# Hey, Writers! How do you do it?



## granfire (Jul 4, 2011)

How do you stay on task?

I am working my fingers to a nub, getting sidetracked on the net (like now) trying to get my stories out of my head....
They are mostly finished, but writing them down is a lot harder...and it's getting crowded in my head (as if me, Myself and I didn't take up enough space already...)

And I don't expect to ever make bank of any of this....


----------



## kroh (Jul 4, 2011)

Just like in martial arts it is all about discipline.  You have two choices, set your goals and hit them or fail.  It is really that simple.  You want to be a martial artist you train.  You want to be a writer you write.Anything other than that is just needless self help garbage for dreamers and want-to-bes.Read a lot.  Take courses on English, Literature, and especially grammar.  The web has killed the average American's ability to write.  You should write everyday to get your ideas out.  Carry a notebook (or notebook app).  A good tip book to start with is Steven King's. "On Writing."Good luckRegardsWalt


----------



## Ken Morgan (Jul 4, 2011)

It's all about managing your distractions.
Not that I'm any good at that, but it really is just that.


----------



## granfire (Jul 4, 2011)

Listing
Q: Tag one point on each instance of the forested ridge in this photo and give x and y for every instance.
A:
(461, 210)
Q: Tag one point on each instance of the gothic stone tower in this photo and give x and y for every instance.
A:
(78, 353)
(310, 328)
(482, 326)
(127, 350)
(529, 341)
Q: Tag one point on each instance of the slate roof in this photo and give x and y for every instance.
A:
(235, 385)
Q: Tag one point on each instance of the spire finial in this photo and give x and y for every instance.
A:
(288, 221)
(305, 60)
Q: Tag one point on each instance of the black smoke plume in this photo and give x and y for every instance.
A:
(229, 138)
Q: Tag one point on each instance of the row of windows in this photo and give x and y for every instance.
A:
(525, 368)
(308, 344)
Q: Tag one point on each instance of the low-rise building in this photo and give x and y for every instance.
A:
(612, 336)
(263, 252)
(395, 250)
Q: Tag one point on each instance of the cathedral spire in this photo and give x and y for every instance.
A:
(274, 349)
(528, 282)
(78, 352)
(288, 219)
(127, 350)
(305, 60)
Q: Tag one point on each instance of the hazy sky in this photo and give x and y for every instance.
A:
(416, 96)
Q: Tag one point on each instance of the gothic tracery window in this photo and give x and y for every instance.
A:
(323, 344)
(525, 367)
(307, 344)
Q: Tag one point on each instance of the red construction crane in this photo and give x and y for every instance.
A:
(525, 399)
==
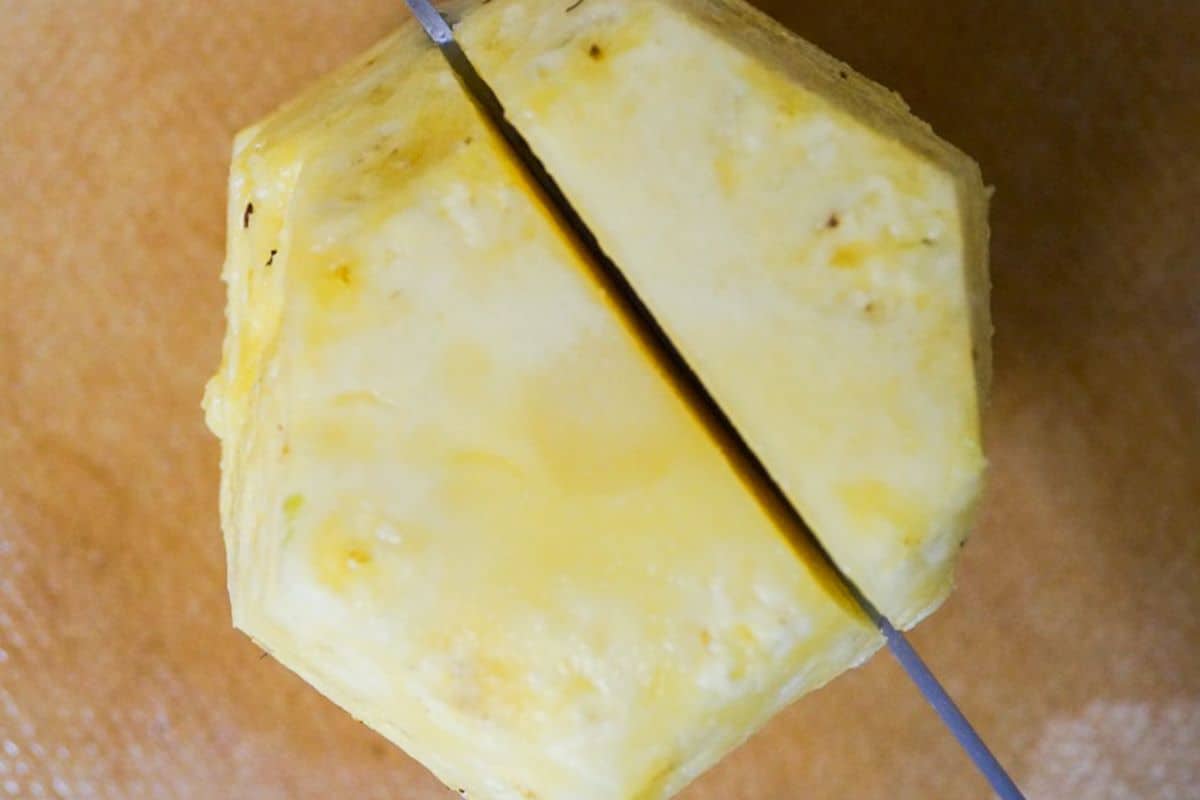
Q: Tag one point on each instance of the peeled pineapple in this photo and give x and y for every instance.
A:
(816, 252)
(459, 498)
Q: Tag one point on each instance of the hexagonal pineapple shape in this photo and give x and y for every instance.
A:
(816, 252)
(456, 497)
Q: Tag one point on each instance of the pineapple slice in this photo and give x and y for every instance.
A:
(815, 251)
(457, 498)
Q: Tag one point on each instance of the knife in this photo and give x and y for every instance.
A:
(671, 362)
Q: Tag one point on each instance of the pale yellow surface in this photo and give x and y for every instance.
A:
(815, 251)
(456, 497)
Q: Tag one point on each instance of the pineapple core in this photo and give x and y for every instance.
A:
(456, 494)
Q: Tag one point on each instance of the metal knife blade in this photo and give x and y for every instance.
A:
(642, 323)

Given task A
In the thread, which book does kroh suggest as a good tip book to start with?
Given task B
Find each line of the records that contains the string "gothic", and copy those lines. Case counts.
The records bear no relation to the thread.

Final result A
Steven King's "On Writing."

Final result B
Q: Tag one point on each instance of the gothic stone tower in this photo and give x and y for every instance.
Q: Tag one point on each instance of the gothic tracery window in this photo and give x and y for every instance.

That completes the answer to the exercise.